INSTRUCTIONS TO FOLLOW:
Which lines of the records below contain the string "dirt"? Show each of them, matching case exactly.

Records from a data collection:

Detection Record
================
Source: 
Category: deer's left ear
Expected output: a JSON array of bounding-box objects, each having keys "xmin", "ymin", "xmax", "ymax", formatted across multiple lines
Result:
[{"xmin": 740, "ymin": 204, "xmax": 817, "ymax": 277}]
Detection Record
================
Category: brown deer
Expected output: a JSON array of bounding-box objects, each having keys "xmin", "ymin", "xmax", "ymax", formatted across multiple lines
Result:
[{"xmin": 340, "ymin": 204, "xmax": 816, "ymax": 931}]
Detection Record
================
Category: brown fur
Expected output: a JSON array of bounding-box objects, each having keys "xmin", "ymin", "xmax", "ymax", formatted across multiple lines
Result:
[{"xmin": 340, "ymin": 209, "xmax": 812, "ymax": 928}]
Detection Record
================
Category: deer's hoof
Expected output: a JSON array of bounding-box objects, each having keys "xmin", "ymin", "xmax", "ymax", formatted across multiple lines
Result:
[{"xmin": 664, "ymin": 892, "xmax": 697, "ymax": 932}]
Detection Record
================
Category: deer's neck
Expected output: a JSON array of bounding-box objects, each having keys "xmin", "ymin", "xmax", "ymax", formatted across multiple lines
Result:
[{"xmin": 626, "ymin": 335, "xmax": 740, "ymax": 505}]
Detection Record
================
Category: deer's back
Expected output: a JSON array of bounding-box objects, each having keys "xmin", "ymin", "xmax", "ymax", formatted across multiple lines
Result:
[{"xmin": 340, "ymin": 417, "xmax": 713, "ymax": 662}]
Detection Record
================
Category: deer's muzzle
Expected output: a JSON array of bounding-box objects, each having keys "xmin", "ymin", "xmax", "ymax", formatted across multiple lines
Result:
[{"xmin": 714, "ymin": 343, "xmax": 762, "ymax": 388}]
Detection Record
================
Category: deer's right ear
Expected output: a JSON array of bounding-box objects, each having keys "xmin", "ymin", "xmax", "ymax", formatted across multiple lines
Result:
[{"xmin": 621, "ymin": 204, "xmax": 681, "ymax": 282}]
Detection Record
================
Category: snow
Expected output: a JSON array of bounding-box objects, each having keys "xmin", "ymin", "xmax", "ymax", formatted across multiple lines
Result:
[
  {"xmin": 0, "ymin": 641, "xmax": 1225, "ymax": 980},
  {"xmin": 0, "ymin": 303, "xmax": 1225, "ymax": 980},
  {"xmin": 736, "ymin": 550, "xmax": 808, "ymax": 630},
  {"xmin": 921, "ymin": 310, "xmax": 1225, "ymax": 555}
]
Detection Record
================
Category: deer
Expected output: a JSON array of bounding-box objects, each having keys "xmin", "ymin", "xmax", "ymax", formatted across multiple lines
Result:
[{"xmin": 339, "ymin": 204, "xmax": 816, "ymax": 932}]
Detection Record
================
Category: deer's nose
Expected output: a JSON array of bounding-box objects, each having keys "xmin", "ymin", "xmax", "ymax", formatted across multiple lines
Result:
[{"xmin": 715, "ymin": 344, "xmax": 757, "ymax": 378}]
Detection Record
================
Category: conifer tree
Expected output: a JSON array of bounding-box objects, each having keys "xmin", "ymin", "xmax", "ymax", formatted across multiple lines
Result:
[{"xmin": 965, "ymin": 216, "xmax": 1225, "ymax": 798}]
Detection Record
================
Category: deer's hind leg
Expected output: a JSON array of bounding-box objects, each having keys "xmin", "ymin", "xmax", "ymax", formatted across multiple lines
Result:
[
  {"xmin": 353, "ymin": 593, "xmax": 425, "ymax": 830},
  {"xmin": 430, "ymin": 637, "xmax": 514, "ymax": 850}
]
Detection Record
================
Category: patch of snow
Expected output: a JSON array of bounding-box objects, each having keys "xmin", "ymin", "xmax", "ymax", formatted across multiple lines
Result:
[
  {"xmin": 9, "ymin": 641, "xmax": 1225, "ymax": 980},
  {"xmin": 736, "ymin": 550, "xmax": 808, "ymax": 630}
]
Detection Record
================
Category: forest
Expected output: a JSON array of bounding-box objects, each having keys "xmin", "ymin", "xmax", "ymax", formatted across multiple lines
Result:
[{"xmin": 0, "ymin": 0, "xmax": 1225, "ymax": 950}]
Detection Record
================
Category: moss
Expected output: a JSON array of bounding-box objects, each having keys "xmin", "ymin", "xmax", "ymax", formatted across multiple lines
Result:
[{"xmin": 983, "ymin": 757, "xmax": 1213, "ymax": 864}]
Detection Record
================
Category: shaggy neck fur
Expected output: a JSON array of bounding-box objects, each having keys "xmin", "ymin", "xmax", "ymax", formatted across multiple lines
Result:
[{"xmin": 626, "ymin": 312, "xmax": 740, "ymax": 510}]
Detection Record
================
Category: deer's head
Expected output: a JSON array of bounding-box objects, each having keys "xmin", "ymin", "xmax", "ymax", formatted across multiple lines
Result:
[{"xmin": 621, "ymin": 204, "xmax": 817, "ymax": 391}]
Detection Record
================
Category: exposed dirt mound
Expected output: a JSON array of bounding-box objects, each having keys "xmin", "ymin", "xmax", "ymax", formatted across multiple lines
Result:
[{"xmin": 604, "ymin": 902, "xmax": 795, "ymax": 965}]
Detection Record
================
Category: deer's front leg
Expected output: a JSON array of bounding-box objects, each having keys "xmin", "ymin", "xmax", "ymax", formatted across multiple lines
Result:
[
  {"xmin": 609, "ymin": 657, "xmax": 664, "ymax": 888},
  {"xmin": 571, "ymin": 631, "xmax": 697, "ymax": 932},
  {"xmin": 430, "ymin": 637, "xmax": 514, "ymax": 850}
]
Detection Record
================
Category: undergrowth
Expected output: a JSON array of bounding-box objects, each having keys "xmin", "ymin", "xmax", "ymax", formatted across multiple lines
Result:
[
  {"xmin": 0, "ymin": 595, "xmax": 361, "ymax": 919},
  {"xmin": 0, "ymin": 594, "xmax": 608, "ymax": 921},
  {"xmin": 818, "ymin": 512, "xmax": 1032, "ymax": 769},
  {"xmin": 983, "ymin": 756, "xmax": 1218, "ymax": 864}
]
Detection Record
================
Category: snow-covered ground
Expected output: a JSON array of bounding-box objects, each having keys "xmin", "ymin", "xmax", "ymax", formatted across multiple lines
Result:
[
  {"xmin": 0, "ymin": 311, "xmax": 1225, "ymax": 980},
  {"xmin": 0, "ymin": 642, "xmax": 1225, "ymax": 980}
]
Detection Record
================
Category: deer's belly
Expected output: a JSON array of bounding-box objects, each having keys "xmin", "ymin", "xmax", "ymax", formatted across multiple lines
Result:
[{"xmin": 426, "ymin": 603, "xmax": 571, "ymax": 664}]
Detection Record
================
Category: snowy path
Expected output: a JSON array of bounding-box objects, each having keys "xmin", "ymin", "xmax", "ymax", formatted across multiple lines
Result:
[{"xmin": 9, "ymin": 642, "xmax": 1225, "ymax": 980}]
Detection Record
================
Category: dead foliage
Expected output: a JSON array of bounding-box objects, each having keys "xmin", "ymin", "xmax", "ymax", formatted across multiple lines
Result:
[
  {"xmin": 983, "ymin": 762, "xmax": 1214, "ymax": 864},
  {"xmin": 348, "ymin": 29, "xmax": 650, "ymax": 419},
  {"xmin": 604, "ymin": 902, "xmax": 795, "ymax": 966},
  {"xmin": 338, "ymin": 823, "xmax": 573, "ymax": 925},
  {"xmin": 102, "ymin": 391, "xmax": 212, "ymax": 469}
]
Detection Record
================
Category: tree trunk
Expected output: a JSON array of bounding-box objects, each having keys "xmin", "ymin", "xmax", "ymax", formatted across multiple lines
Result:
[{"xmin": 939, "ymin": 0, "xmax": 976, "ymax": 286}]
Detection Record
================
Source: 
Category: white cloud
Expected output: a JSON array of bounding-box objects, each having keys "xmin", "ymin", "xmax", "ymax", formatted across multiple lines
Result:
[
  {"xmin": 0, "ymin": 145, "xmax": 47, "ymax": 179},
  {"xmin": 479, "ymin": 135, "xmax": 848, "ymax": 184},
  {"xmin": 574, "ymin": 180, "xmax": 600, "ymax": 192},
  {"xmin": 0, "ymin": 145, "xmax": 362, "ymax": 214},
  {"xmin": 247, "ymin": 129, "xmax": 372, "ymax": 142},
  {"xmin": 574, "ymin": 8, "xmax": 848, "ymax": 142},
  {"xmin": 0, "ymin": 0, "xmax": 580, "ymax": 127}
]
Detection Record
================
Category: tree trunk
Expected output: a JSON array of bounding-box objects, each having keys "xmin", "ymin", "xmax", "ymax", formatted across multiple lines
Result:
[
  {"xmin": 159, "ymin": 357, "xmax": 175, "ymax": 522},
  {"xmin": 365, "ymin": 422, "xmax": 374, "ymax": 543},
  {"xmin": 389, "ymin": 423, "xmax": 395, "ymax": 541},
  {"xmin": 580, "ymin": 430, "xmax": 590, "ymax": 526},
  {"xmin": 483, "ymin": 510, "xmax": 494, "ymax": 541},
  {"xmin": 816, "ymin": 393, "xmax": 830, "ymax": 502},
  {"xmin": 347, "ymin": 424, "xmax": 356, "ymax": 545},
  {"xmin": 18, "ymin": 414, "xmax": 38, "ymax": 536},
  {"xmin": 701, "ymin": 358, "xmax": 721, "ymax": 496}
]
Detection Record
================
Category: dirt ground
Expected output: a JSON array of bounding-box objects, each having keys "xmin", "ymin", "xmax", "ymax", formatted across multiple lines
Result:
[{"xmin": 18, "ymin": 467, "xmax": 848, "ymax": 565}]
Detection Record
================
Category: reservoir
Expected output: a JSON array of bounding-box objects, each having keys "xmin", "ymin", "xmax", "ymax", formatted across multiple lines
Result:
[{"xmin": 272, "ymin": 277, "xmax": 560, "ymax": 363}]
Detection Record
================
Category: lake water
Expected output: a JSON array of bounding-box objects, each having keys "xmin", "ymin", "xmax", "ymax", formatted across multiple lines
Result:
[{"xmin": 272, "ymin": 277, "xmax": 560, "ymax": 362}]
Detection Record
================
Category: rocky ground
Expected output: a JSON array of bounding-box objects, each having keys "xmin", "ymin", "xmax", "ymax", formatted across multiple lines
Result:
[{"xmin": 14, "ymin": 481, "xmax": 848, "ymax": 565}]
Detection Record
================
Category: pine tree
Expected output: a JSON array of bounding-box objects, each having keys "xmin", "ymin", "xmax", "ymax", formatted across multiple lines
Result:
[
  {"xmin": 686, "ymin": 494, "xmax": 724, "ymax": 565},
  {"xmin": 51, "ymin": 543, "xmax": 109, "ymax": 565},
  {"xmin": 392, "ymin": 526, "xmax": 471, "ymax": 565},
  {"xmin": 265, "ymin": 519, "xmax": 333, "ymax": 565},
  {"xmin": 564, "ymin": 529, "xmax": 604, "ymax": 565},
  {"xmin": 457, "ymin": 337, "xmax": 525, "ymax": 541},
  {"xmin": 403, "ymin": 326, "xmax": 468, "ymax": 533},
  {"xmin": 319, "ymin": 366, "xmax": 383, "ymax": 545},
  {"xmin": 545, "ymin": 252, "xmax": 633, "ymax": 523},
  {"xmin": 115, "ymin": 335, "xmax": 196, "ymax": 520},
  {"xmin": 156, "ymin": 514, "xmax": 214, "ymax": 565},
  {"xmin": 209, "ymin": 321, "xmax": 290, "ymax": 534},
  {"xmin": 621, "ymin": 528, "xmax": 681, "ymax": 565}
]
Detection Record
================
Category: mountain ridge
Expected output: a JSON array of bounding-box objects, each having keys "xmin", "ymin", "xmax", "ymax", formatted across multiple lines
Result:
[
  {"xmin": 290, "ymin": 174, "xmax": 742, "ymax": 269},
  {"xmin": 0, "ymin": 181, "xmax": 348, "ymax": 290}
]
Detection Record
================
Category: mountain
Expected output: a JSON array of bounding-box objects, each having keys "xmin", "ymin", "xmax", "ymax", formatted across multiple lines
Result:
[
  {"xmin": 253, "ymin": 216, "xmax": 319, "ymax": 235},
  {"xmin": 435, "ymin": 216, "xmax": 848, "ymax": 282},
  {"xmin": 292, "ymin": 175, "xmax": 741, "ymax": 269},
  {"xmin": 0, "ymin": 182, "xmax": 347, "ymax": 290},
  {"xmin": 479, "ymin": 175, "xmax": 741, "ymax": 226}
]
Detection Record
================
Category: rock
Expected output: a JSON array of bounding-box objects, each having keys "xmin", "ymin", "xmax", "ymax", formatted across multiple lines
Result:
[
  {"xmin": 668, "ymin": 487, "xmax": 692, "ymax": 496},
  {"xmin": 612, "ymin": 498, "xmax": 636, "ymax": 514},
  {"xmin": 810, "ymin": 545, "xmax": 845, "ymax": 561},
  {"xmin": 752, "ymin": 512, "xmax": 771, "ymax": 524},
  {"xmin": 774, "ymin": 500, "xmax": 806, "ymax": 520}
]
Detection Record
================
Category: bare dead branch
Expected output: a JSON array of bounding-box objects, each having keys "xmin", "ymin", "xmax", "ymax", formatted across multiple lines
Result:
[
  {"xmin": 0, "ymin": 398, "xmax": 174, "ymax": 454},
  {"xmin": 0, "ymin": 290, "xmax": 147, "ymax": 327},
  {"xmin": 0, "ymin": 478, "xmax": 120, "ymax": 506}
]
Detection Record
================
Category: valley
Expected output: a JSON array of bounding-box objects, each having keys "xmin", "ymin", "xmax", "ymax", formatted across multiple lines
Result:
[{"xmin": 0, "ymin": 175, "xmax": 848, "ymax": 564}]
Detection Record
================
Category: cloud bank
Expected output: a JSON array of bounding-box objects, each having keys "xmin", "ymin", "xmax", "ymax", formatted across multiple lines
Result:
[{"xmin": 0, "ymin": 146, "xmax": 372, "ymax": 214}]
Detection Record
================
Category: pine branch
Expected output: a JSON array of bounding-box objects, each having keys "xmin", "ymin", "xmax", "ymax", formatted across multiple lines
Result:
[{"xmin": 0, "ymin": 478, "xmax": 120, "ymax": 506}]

SOLUTION TO THE EXERCISE:
Category: exposed dirt mound
Category: dirt ground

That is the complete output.